▸ **SELECTED EXTRACT**:
## Begin

School Daze; Was Summer Birthdays

msbeadsley msbeadsley at yahoo.com
Sat Oct 11 04:13:25 UTC 2003


I remember feeling as if it wasn't fair that my birthday fell during 
the summer, too. Although the birthday kids didn't get *parties* per 
se, we sang Happy Birthday to them; sometimes there were cupcakes, 
too, but only at morning milk break (milk break! Did you have milk 
break?). It was two cents (this was in 1965, when I was in second 
grade) for an eight-ounce (I think that's right) container of milk. I 
got a nickel for milk every morning and hoarded the change, until I 
noticed one morning that one girl had stopped getting milk. I asked 
her why and she didn't answer me. Turns out (teacher told me 
privately, to deflect my concern and curiosity) that this girl's 
father was out of work and the family couldn't afford the two cents 
every day. (The school lunch program took care of lunches but not the 
morning milk; I thought then and still think that's nuts, that there 
was funding to cover lunches every day (thirty-five cents, I think)

## End

▸ **WORK TO COMPLETE**:
Extend the school-days post about milk break from the point where it stops.

[Items stored from a collection]
## Begin

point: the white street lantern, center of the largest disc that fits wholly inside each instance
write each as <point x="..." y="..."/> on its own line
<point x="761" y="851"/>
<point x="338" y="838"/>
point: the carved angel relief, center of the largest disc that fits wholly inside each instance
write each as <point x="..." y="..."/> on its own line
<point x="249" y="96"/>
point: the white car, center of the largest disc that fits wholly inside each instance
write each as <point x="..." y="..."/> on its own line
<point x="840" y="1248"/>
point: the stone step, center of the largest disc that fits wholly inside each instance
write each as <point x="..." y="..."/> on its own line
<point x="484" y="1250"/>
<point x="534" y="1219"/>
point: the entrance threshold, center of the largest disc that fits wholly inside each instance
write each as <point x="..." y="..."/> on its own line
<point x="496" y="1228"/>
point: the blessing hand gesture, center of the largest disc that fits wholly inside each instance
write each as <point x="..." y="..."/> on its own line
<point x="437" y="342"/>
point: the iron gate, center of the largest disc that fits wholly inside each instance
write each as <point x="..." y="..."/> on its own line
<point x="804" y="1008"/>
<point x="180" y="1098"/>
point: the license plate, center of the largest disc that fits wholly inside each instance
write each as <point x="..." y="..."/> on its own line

## End

▸ **RESULT OF THE TASK**:
but not another two cents). Next day, I bought two milks and just 
happened to pass this girl's desk on my way back to mine and also 
just happened to leave the second milk on her desk. When I got back 
to my desk, I snuck a glance over at her. She was staring at the 
milk, not looking up. Then, very slowly, she stuck the straw in the 
milk and drank it. And for a while that's where two of my three 
cents' "change" went every morning. Until one day when that girl went 
up ahead of everyone else and laid down her own two cents for milk; 
and every morning after that, on her way back to her desk with her 
milk, she'd smile at me.

After that, I didn't care so much about my birthday falling during 
the summer. I had my three cents back, no matter whose birthday it 
might be.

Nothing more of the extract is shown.